(Recorded data)
········
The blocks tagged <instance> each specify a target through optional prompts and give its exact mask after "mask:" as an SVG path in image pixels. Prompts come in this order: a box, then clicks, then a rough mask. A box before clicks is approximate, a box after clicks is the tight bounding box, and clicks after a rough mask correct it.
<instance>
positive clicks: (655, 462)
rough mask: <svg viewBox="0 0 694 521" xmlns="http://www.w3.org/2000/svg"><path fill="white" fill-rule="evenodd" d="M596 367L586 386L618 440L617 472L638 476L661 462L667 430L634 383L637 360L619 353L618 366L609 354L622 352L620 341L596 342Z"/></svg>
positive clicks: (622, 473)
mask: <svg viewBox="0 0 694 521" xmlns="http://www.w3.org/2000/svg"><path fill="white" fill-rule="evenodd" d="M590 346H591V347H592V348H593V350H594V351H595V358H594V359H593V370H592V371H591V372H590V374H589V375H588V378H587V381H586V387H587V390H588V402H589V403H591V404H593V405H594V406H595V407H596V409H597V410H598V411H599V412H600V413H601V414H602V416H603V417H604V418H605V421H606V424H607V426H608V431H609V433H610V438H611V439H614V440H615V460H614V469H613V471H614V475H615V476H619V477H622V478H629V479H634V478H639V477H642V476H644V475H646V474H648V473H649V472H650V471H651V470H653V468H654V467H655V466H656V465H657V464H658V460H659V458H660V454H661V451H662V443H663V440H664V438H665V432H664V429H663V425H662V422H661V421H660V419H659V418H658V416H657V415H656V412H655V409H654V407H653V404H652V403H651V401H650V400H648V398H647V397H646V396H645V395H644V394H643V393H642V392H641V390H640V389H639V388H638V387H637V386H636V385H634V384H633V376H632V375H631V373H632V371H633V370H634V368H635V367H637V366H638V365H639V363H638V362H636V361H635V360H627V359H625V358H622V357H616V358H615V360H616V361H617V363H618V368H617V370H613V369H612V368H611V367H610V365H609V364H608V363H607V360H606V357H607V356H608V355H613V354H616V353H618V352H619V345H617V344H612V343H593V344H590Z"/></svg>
········
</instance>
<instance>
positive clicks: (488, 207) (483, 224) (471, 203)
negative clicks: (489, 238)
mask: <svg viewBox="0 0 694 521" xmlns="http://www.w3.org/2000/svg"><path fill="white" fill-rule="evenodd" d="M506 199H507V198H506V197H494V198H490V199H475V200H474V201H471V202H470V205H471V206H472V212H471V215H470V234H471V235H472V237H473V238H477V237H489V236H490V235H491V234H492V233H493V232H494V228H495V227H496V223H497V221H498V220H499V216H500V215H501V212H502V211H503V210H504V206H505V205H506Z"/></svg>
········
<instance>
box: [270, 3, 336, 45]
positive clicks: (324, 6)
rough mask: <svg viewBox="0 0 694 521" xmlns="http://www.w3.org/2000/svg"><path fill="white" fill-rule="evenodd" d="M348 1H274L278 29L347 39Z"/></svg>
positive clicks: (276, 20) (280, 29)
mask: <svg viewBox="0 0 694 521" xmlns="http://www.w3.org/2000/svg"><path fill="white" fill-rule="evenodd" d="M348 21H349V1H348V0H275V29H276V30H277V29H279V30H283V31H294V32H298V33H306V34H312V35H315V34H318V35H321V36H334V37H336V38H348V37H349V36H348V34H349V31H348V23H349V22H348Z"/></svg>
········
**Action item:** Scan the data above for the word "rough". Copy every line in which it is found.

**Exercise answer:**
The blocks tagged <instance> each specify a target through optional prompts and give its exact mask after "mask:" as an SVG path in image pixels. Prompts come in this order: a box, then clicks, then a rough mask. A box before clicks is approximate, a box after clicks is the tight bounding box, and clicks after a rough mask correct it.
rough mask: <svg viewBox="0 0 694 521" xmlns="http://www.w3.org/2000/svg"><path fill="white" fill-rule="evenodd" d="M596 367L586 386L618 440L617 472L638 476L661 462L667 430L634 383L637 360L619 353L618 366L609 354L622 352L620 341L596 342Z"/></svg>
rough mask: <svg viewBox="0 0 694 521" xmlns="http://www.w3.org/2000/svg"><path fill="white" fill-rule="evenodd" d="M348 1H274L278 29L347 39Z"/></svg>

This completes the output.